## Work task
Print every record exactly, with nothing added or left out.

## Exercise inputs

>>>

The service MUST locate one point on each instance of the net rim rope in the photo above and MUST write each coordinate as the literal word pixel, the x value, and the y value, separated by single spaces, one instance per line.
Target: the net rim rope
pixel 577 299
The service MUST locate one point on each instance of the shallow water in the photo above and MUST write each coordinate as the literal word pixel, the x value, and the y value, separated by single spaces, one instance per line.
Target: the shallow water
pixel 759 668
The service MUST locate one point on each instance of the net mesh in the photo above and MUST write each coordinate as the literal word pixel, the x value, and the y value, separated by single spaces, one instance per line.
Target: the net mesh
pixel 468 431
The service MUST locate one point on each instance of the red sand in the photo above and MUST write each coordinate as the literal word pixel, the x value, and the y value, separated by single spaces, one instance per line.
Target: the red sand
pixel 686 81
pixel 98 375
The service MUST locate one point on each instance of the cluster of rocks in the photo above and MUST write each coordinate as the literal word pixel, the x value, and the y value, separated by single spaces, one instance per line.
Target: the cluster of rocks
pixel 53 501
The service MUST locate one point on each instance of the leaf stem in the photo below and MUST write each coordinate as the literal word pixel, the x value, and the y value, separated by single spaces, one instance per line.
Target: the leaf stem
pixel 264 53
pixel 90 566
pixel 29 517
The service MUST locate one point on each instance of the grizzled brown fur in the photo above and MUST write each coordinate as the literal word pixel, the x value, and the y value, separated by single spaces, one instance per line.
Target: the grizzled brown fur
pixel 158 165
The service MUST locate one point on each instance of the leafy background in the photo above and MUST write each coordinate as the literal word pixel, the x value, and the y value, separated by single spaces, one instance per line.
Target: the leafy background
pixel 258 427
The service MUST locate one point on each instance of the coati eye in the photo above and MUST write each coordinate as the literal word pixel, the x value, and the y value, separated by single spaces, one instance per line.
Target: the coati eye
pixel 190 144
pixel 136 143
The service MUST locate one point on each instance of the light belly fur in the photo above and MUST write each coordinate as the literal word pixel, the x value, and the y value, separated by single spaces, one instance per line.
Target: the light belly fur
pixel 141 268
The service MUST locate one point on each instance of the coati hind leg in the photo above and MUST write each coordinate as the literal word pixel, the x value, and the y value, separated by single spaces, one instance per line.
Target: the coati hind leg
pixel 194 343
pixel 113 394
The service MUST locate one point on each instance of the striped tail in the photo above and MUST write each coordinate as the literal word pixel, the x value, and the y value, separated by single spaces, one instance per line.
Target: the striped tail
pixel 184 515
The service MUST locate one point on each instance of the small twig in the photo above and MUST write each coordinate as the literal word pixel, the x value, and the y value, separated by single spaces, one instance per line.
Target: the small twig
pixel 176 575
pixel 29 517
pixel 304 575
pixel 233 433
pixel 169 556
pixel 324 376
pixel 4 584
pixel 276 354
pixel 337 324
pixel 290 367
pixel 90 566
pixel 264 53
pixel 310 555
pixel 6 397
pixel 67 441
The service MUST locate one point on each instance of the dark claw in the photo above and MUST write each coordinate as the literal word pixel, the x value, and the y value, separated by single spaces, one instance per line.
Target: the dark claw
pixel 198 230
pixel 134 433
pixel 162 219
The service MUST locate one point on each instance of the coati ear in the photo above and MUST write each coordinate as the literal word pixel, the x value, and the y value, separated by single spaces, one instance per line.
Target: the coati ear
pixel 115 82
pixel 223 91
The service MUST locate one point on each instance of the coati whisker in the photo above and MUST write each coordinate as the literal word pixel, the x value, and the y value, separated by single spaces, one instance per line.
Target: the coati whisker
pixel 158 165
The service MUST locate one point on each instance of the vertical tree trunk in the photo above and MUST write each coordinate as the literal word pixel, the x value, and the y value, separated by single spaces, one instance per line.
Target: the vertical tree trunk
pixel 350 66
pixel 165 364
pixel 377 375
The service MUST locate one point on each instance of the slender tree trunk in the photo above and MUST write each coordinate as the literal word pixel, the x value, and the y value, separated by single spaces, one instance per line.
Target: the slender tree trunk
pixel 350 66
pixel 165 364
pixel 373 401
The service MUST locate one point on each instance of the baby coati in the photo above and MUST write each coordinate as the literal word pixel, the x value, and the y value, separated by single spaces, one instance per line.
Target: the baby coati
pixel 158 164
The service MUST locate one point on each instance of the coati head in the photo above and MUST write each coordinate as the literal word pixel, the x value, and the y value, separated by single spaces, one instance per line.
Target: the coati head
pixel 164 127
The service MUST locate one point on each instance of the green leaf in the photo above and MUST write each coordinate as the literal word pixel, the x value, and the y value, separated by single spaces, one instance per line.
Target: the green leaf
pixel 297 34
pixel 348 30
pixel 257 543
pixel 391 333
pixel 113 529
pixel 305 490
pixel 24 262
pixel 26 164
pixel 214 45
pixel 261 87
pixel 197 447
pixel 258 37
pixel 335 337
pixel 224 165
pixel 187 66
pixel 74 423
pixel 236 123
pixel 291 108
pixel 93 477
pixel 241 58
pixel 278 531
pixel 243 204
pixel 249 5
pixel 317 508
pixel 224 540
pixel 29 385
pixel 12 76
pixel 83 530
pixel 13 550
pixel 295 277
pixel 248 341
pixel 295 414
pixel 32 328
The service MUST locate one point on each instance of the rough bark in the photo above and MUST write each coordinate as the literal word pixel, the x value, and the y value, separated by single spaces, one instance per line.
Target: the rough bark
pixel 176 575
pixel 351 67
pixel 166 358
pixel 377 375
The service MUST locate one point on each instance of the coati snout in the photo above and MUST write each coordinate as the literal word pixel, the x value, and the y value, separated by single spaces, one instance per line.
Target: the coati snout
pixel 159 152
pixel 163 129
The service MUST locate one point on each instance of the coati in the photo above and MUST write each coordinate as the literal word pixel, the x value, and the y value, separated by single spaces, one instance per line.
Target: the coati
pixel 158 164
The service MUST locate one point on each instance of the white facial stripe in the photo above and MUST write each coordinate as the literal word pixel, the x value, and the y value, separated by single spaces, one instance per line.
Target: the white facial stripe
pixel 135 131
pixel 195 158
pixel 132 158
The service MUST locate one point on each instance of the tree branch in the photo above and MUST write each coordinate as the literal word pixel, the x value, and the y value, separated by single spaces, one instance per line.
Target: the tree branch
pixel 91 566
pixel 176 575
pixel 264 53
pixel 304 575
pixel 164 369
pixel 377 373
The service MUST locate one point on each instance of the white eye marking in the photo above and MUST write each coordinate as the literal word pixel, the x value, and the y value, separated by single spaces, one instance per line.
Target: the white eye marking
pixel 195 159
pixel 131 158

<<<

## Answer below
The service MUST locate one point on each instance of the net rim rope in the photo above and MUST write each coordinate as the literal word pixel, the x value, and the y value, separated by single spaces, one instance per line.
Target: the net rim rope
pixel 577 299
The service MUST locate one point on each instance of the shallow water in the photo above and MUST write each coordinate as the literal word pixel, the x value, and the y value, separated by single spaces, one instance per line.
Target: the shallow water
pixel 759 668
The service MUST locate one point on each instance of the net mesh in the photo above and MUST write each coordinate as the literal word pixel, the x value, and the y value, separated by single spaces, one instance per line.
Target: the net mesh
pixel 468 431
The service MUST locate one point on each instance of the red sand in the photo above and MUST write each coordinate as the literal word pixel, the x value, and the y value, separated by single spaces, one instance per line.
Target: the red sand
pixel 686 81
pixel 98 375
The service MUST locate one point on each instance of the cluster of rocks in the photo above and MUST write each coordinate as the literal word pixel, the x value, and the y value, separated by single spaces, one instance per line.
Target: the cluster of rocks
pixel 53 501
The service MUST locate one point on each instance of the leaf stem in the photo below and MUST write each coordinate as the literal word pixel, the x value, and the y value, separated by single spaces, one instance per line.
Target: the leaf stem
pixel 264 53
pixel 90 566
pixel 29 517
The service MUST locate one point on each instance of the grizzled brown fur in the photo above and MUST write each coordinate as the literal word pixel, the x value, and the y value, separated by single spaces, one instance per line.
Target: the grizzled brown fur
pixel 158 165
The service MUST locate one point on each instance of the leafy background in the photo above and MUST write each coordinate as the literal word pixel, the x value, and the y value, separated by single spaces, one instance per line.
Target: the leafy background
pixel 258 427
The service MUST locate one point on each instance of the coati eye in the photo above and MUST write each coordinate as the literal word pixel, the x value, and the y value, separated by single spaces, one instance per line.
Target: the coati eye
pixel 190 144
pixel 136 143
The service MUST locate one point on each instance of the light belly fur in the photo above and MUST write each coordinate as the literal word pixel, the x value, and the y value, separated by single spaces, one instance per line.
Target: the light belly fur
pixel 141 268
The service MUST locate one point on each instance of the coati hind leg in the photo above and MUST write each coordinate as the literal word pixel, the x value, and the y value, separated by single spaces, one instance per line.
Target: the coati hind leg
pixel 194 343
pixel 113 394
The service MUST locate one point on each instance of the striped tail in the photo above and MUST write each coordinate as the literal word pixel, the x value, and the y value, separated by single spaces, one instance per line.
Target: the striped tail
pixel 184 515
The service MUST locate one point on each instance of the small twig in the photo above and MUST write each coordinate as the literal word pixel, the x value, and the y value, separated by single spaces, one instance per line.
Target: the small twig
pixel 176 575
pixel 29 517
pixel 304 575
pixel 233 433
pixel 169 556
pixel 324 376
pixel 4 584
pixel 276 354
pixel 337 324
pixel 290 367
pixel 90 566
pixel 264 53
pixel 310 555
pixel 6 397
pixel 67 441
The service MUST locate one point on each instance of the dark claw in the photo above and MUST write each coordinate as the literal word pixel, the x value, and the y value, separated by single spaces, one instance per line.
Target: the dark claw
pixel 198 230
pixel 134 433
pixel 162 219
The service MUST locate one point on each instance of the coati ear in the photo above and MUST write each coordinate as the literal word pixel, the x value, and the y value, separated by single spaces, one instance per line.
Target: the coati ear
pixel 115 82
pixel 223 91
The service MUST locate one point on each instance of the coati whisker in the photo above and MUST write each coordinate as the literal word pixel, the x value, and the y value, separated by single spaces, one instance per line.
Target: the coati whisker
pixel 158 165
The service MUST locate one point on each instance of the vertical tree trunk in the photo above and MUST write each coordinate as the literal word pixel, the x value, and the y value, separated by single spaces, one instance per line.
Target: the vertical tree trunk
pixel 350 66
pixel 165 364
pixel 377 375
The service MUST locate one point on each instance of the slender tree trunk in the photo above and MUST write each coordinate as the literal word pixel, the x value, and the y value, separated by single spaces, one instance per line.
Target: the slender tree trunk
pixel 350 66
pixel 165 364
pixel 373 401
The service MUST locate one point on each instance of the baby coati in the photo above and MUST write each coordinate as the literal word pixel, the x value, and the y value, separated by single spaces, one instance per line.
Target: the baby coati
pixel 158 164
The service MUST locate one point on each instance of the coati head in the photo above and MUST write each coordinate as the literal word pixel, the x value, and the y value, separated by single spaces, one instance per line.
Target: the coati head
pixel 164 127
The service MUST locate one point on each instance of the green leaf in the photo above and MUST write each coordinate as the literal word pixel, the x value, and the y value, separated by single spaces, one instance per line.
Target: the green leaf
pixel 297 34
pixel 348 30
pixel 257 543
pixel 391 333
pixel 113 529
pixel 305 490
pixel 24 262
pixel 26 164
pixel 214 45
pixel 261 87
pixel 197 447
pixel 258 37
pixel 335 337
pixel 224 165
pixel 187 66
pixel 74 423
pixel 236 123
pixel 291 108
pixel 93 477
pixel 241 58
pixel 278 531
pixel 243 204
pixel 249 5
pixel 317 508
pixel 224 540
pixel 29 385
pixel 12 76
pixel 83 530
pixel 13 550
pixel 295 277
pixel 248 341
pixel 295 414
pixel 32 328
The service MUST locate one point on each instance of the rough bark in the photo above and MUST write each coordinate as the literal word pixel, the x value, and the y value, separated by single spaces, one instance per line.
Target: the rough bark
pixel 176 575
pixel 351 67
pixel 166 358
pixel 377 375
The service MUST locate one point on each instance of the coati snout in the photo above and MUST write each coordinate as the literal word pixel, the x value, and the y value, separated by single spaces, one instance per line.
Target: the coati snout
pixel 159 152
pixel 163 129
The service MUST locate one point on each instance of the coati in the photo above and MUST write each coordinate as the literal word pixel, the x value, and the y value, separated by single spaces, one instance per line.
Target: the coati
pixel 158 164
The service MUST locate one point on each instance of the white facial stripe in the photo above and MUST write each coordinate as the literal word pixel, the x value, and the y value, separated by single spaces, one instance per line.
Target: the white facial stripe
pixel 135 131
pixel 195 158
pixel 132 158
The service MUST locate one point on each instance of the tree branch in the photo above and MUST write each coordinate as the literal word pixel, the x value, and the y value, separated by single spaces, one instance per line.
Target: the tree branch
pixel 91 566
pixel 176 575
pixel 264 53
pixel 304 575
pixel 164 369
pixel 377 373
The service MUST locate one point on each instance of the white eye marking in the photo above and MUST write each coordinate as the literal word pixel, the x value, and the y value, separated by single spaces, one instance per line.
Target: the white eye marking
pixel 195 159
pixel 131 158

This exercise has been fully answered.